Task to complete
Retype every entry below without any change.
■ ■ ■
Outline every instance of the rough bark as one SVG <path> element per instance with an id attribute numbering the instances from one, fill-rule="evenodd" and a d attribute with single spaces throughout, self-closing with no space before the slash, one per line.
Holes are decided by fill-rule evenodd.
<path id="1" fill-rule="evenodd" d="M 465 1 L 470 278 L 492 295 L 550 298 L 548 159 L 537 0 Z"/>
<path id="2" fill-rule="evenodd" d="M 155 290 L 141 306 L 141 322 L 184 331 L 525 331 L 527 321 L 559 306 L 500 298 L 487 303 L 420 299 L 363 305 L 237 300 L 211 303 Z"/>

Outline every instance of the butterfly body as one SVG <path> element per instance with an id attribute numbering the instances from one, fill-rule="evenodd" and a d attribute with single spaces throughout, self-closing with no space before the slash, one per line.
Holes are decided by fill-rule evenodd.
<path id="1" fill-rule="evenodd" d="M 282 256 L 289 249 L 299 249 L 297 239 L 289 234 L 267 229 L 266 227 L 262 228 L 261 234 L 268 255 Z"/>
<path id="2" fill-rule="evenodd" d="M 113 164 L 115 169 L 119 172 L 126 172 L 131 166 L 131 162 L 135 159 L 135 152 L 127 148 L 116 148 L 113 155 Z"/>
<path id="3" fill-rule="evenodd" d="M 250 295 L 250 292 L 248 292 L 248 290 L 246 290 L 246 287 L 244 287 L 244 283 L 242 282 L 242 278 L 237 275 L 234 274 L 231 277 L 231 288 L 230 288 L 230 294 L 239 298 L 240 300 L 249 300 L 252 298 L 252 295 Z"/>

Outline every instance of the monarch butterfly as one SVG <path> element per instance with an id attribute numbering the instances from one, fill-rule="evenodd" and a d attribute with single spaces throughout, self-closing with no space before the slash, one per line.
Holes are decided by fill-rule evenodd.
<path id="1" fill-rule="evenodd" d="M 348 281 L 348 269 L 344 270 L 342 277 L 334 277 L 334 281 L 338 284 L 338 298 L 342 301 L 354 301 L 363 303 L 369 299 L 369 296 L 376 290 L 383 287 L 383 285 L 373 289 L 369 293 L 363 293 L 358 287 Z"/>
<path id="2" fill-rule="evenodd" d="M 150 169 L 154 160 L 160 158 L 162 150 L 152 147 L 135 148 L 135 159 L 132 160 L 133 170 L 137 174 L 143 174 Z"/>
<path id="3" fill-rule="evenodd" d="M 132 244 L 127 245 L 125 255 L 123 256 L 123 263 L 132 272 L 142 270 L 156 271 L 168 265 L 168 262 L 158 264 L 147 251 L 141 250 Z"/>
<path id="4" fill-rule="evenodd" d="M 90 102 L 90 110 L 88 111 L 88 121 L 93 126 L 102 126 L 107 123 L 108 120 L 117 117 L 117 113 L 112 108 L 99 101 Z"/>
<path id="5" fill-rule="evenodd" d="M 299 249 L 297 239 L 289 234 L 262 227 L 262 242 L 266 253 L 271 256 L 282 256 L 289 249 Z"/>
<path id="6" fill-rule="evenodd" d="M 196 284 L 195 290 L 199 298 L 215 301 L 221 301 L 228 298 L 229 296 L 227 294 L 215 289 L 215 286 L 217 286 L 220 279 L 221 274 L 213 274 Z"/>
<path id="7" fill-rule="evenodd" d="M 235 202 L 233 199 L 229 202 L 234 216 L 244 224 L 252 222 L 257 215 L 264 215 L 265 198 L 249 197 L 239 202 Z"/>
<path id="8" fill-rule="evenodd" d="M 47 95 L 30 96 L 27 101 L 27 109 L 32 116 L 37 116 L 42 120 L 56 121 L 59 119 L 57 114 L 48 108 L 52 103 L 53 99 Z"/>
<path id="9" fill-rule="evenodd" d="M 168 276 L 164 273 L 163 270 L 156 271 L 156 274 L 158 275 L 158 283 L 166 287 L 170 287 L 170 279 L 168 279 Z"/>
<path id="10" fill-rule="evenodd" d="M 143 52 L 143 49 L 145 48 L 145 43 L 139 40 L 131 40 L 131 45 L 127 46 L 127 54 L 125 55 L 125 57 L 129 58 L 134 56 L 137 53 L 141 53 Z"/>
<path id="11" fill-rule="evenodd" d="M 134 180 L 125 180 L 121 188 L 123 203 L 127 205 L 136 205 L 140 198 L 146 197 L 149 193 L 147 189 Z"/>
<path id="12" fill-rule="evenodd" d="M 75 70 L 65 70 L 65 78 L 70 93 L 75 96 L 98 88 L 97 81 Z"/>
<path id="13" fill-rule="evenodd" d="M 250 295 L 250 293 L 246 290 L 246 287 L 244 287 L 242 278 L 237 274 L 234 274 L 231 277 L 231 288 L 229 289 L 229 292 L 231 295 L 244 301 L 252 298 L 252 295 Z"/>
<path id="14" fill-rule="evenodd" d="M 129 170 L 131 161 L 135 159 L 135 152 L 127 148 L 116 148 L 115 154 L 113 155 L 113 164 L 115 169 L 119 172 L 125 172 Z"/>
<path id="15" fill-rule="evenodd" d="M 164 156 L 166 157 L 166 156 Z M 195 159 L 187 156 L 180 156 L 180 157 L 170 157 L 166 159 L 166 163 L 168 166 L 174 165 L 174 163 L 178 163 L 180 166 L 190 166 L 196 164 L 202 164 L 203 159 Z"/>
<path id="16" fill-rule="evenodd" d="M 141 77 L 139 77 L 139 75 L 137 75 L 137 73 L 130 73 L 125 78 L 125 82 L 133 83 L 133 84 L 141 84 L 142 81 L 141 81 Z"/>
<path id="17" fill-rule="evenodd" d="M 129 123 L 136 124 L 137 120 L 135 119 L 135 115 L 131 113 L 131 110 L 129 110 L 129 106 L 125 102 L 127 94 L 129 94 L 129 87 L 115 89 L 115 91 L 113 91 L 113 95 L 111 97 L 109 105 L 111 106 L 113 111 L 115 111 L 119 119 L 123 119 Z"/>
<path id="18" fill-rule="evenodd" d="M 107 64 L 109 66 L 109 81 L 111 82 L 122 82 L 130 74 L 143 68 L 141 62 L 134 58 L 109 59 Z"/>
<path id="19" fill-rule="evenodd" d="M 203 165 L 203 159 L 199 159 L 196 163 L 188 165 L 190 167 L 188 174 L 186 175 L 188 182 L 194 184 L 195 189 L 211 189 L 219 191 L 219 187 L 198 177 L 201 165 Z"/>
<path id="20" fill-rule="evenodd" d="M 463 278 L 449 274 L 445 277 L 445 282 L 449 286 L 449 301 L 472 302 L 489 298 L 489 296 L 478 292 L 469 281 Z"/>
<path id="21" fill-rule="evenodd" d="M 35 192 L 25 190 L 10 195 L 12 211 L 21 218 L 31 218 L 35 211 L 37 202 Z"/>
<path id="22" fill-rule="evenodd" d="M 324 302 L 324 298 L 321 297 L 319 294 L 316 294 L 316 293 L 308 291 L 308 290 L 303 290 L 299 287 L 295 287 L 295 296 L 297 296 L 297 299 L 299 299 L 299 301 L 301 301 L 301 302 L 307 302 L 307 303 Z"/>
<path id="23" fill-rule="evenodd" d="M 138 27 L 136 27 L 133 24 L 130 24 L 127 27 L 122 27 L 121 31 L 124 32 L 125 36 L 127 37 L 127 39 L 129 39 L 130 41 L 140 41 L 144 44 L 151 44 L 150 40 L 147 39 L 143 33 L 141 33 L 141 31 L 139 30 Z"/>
■ ■ ■
Exercise answer
Outline every instance of the rough bark as one SVG <path> element per instance with an id attribute numbering the instances from one, fill-rule="evenodd" and a d attribute with single spaces throughout, self-closing with no space before the slash, one per line.
Holes are decided by fill-rule evenodd.
<path id="1" fill-rule="evenodd" d="M 465 1 L 470 278 L 492 295 L 550 298 L 548 159 L 537 0 Z"/>
<path id="2" fill-rule="evenodd" d="M 155 290 L 141 306 L 141 322 L 184 331 L 525 331 L 527 321 L 559 306 L 500 298 L 487 303 L 420 299 L 363 305 L 237 300 L 211 303 Z"/>

Outline every instance of the butterfly body as one SVG <path> element per instance with an id attribute numbering the instances from one, fill-rule="evenodd" and a d attribute with single spaces throughout, self-closing with no space before the slash, one per line.
Holes are decided by fill-rule evenodd.
<path id="1" fill-rule="evenodd" d="M 282 256 L 289 249 L 299 249 L 297 239 L 289 234 L 267 229 L 266 227 L 262 228 L 261 234 L 268 255 Z"/>
<path id="2" fill-rule="evenodd" d="M 113 164 L 115 169 L 119 172 L 126 172 L 131 166 L 131 162 L 135 159 L 135 152 L 127 148 L 116 148 L 113 155 Z"/>
<path id="3" fill-rule="evenodd" d="M 250 295 L 250 292 L 248 292 L 248 290 L 246 290 L 246 287 L 244 287 L 244 283 L 242 282 L 242 278 L 237 275 L 234 274 L 231 277 L 231 288 L 230 288 L 230 294 L 239 298 L 240 300 L 249 300 L 252 298 L 252 295 Z"/>

Outline every instance of the monarch butterfly as one SVG <path> element per instance with an id attribute numbering the instances from one, fill-rule="evenodd" and a d attribute with single spaces throughout, self-closing with no space before the slash, one per line.
Holes are decided by fill-rule evenodd.
<path id="1" fill-rule="evenodd" d="M 348 281 L 348 269 L 344 270 L 342 277 L 334 277 L 334 281 L 338 284 L 338 298 L 342 301 L 354 301 L 363 303 L 369 299 L 369 296 L 376 290 L 383 287 L 383 285 L 373 289 L 369 293 L 363 293 L 358 287 Z"/>
<path id="2" fill-rule="evenodd" d="M 150 169 L 154 160 L 160 158 L 162 150 L 152 147 L 135 148 L 135 159 L 132 160 L 133 170 L 137 174 L 143 174 Z"/>
<path id="3" fill-rule="evenodd" d="M 132 244 L 127 245 L 125 255 L 123 256 L 123 263 L 132 272 L 142 270 L 156 271 L 168 265 L 168 262 L 158 264 L 147 251 L 141 250 Z"/>
<path id="4" fill-rule="evenodd" d="M 90 102 L 90 110 L 88 111 L 88 121 L 93 126 L 102 126 L 107 123 L 108 120 L 117 117 L 117 113 L 112 108 L 99 101 Z"/>
<path id="5" fill-rule="evenodd" d="M 299 249 L 297 239 L 289 234 L 262 227 L 262 242 L 266 253 L 271 256 L 282 256 L 289 249 Z"/>
<path id="6" fill-rule="evenodd" d="M 196 284 L 195 290 L 199 298 L 215 301 L 221 301 L 228 298 L 229 296 L 227 294 L 215 289 L 215 286 L 217 286 L 220 279 L 221 274 L 213 274 Z"/>
<path id="7" fill-rule="evenodd" d="M 235 202 L 233 199 L 229 202 L 234 216 L 244 224 L 252 222 L 257 215 L 264 215 L 265 198 L 249 197 L 239 202 Z"/>
<path id="8" fill-rule="evenodd" d="M 47 95 L 30 96 L 27 101 L 27 109 L 32 116 L 37 116 L 42 120 L 56 121 L 59 119 L 57 114 L 48 108 L 52 103 L 53 99 Z"/>
<path id="9" fill-rule="evenodd" d="M 168 276 L 164 273 L 163 270 L 156 271 L 156 274 L 158 275 L 158 283 L 166 287 L 170 287 L 170 279 L 168 279 Z"/>
<path id="10" fill-rule="evenodd" d="M 143 52 L 143 49 L 145 48 L 145 43 L 139 40 L 131 40 L 131 45 L 127 46 L 127 54 L 125 55 L 125 57 L 129 58 L 134 56 L 137 53 L 141 53 Z"/>
<path id="11" fill-rule="evenodd" d="M 134 180 L 125 180 L 121 188 L 123 203 L 127 205 L 136 205 L 140 198 L 146 197 L 149 193 L 147 189 Z"/>
<path id="12" fill-rule="evenodd" d="M 75 70 L 65 70 L 65 78 L 70 93 L 75 96 L 98 88 L 97 81 Z"/>
<path id="13" fill-rule="evenodd" d="M 250 295 L 250 293 L 246 290 L 246 287 L 244 287 L 242 278 L 237 274 L 234 274 L 231 277 L 231 288 L 229 289 L 229 292 L 231 295 L 244 301 L 252 298 L 252 295 Z"/>
<path id="14" fill-rule="evenodd" d="M 129 170 L 131 161 L 135 159 L 135 152 L 127 148 L 116 148 L 115 154 L 113 155 L 113 164 L 115 169 L 119 172 L 125 172 Z"/>
<path id="15" fill-rule="evenodd" d="M 164 156 L 166 157 L 166 156 Z M 195 159 L 187 156 L 180 156 L 180 157 L 170 157 L 166 159 L 166 163 L 168 166 L 174 165 L 174 163 L 178 163 L 180 166 L 190 166 L 196 164 L 202 164 L 203 159 Z"/>
<path id="16" fill-rule="evenodd" d="M 141 77 L 139 77 L 139 75 L 137 75 L 137 73 L 130 73 L 125 78 L 125 82 L 133 83 L 133 84 L 141 84 L 142 81 L 141 81 Z"/>
<path id="17" fill-rule="evenodd" d="M 129 123 L 136 124 L 137 120 L 135 119 L 135 115 L 131 113 L 131 110 L 129 110 L 129 106 L 125 102 L 127 94 L 129 94 L 129 87 L 115 89 L 115 91 L 113 91 L 113 95 L 111 97 L 109 105 L 111 106 L 113 111 L 115 111 L 119 119 L 123 119 Z"/>
<path id="18" fill-rule="evenodd" d="M 107 64 L 109 66 L 109 81 L 111 82 L 122 82 L 130 74 L 143 68 L 141 62 L 134 58 L 109 59 Z"/>
<path id="19" fill-rule="evenodd" d="M 203 165 L 203 159 L 199 159 L 196 163 L 188 165 L 190 167 L 188 174 L 186 175 L 188 182 L 194 184 L 195 189 L 211 189 L 219 191 L 219 187 L 198 177 L 201 165 Z"/>
<path id="20" fill-rule="evenodd" d="M 463 278 L 449 274 L 445 277 L 445 282 L 449 286 L 449 301 L 472 302 L 489 298 L 489 296 L 478 292 L 469 281 Z"/>
<path id="21" fill-rule="evenodd" d="M 35 192 L 25 190 L 10 195 L 12 211 L 21 218 L 31 218 L 35 211 L 37 202 Z"/>
<path id="22" fill-rule="evenodd" d="M 324 302 L 324 298 L 321 297 L 319 294 L 316 294 L 316 293 L 308 291 L 308 290 L 303 290 L 299 287 L 295 287 L 295 296 L 297 296 L 297 299 L 299 299 L 299 301 L 301 301 L 301 302 L 307 302 L 307 303 Z"/>
<path id="23" fill-rule="evenodd" d="M 138 27 L 136 27 L 133 24 L 130 24 L 127 27 L 122 27 L 121 31 L 124 32 L 125 36 L 127 37 L 127 39 L 129 39 L 130 41 L 140 41 L 144 44 L 151 44 L 150 40 L 147 39 L 143 33 L 141 33 L 141 31 L 139 30 Z"/>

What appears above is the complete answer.